GIVEN REQUEST: Report every line of the records that contains the string "Target", copying each one in full. Case counts.

SOURCE RECORDS:
# # # #

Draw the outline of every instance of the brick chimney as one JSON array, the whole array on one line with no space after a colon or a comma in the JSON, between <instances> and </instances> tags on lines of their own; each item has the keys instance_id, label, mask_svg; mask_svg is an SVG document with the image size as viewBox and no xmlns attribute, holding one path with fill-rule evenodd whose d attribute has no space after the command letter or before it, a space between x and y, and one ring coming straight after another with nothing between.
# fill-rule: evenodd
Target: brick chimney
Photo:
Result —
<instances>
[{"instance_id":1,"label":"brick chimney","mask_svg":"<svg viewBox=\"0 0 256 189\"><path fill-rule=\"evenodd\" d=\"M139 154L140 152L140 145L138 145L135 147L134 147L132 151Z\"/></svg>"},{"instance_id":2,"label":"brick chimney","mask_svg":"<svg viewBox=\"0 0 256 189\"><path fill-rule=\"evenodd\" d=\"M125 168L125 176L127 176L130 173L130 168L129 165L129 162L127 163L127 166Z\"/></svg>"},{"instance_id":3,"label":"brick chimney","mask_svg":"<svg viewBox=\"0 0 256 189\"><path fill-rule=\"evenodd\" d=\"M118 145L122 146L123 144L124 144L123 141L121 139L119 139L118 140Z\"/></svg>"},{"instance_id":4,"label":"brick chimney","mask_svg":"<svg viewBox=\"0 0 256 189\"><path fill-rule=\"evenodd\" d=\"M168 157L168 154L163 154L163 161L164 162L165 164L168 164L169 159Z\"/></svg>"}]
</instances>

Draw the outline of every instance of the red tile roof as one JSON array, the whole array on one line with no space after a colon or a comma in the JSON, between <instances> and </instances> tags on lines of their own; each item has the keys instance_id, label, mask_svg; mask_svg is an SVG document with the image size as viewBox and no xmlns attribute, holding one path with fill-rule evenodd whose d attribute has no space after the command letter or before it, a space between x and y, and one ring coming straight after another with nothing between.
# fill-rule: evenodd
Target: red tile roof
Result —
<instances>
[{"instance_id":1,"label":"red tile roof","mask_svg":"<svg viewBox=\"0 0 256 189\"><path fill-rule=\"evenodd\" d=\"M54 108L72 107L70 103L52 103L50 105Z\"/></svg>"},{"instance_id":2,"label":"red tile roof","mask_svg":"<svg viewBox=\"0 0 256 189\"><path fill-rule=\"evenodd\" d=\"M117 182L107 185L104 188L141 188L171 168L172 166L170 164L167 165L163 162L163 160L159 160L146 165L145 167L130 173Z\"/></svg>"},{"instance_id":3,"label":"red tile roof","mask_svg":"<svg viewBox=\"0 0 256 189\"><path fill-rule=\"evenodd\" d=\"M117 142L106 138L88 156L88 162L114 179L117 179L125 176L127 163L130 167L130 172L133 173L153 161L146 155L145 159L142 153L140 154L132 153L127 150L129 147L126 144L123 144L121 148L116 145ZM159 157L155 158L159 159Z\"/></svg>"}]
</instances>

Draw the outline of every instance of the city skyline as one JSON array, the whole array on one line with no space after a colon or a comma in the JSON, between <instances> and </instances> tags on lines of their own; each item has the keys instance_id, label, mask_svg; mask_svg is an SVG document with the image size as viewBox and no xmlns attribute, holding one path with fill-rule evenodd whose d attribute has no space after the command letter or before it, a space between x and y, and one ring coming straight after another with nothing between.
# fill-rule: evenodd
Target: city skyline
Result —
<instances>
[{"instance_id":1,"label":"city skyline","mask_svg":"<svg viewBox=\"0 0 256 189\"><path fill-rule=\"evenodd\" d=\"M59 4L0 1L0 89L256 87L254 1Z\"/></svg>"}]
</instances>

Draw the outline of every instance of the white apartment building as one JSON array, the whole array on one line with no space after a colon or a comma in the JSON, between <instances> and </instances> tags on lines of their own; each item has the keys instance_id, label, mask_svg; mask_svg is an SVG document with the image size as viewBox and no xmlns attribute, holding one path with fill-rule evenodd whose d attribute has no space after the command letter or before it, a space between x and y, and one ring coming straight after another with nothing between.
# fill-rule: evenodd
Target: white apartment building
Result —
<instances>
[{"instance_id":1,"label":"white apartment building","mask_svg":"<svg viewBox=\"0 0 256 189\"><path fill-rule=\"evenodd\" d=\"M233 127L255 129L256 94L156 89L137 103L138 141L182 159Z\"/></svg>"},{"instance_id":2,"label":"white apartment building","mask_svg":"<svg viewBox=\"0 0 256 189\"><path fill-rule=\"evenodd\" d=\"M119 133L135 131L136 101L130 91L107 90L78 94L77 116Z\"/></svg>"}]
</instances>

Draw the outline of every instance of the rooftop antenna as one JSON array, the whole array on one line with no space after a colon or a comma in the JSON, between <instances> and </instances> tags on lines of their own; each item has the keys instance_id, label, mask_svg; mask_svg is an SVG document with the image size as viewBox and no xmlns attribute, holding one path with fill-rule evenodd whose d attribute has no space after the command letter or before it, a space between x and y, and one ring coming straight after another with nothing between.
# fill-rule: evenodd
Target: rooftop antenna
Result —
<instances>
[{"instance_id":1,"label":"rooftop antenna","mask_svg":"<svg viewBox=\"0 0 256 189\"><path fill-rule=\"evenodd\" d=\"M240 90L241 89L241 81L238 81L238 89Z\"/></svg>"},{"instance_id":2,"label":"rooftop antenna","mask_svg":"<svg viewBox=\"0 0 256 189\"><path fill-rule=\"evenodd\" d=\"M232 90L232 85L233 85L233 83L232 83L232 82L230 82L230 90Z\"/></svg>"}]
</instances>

# # # #

REPLY TO THE TASK:
Target: brick chimney
Target: red tile roof
Target: city skyline
Target: white apartment building
Target: rooftop antenna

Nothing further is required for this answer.